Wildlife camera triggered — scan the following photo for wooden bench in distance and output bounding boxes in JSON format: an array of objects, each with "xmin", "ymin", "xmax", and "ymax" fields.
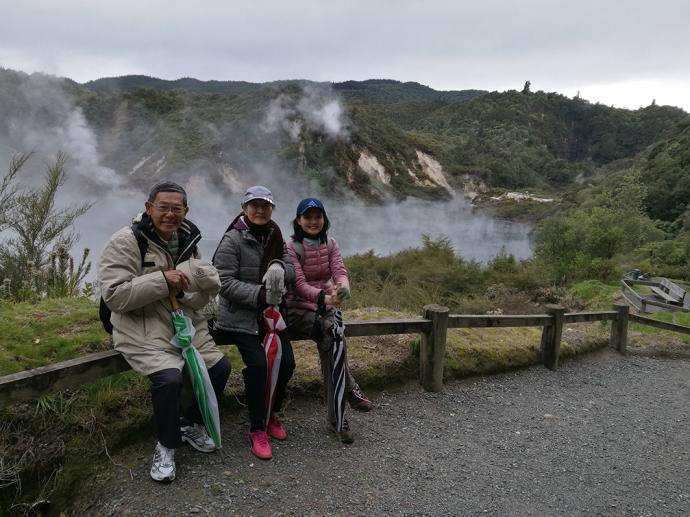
[
  {"xmin": 649, "ymin": 286, "xmax": 681, "ymax": 304},
  {"xmin": 659, "ymin": 278, "xmax": 686, "ymax": 300}
]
····················
WHAT THE TASK ASKS -> The expected answer is the whole listing above, copied exactly, with images excluded.

REPLY ->
Wildlife camera triggered — scan the following photo for wooden bench in distance and output bounding boxes in JSON format: an array of objects, each with "xmin", "ymin", "xmax", and "ymax" fields.
[
  {"xmin": 649, "ymin": 286, "xmax": 681, "ymax": 304},
  {"xmin": 659, "ymin": 278, "xmax": 686, "ymax": 300}
]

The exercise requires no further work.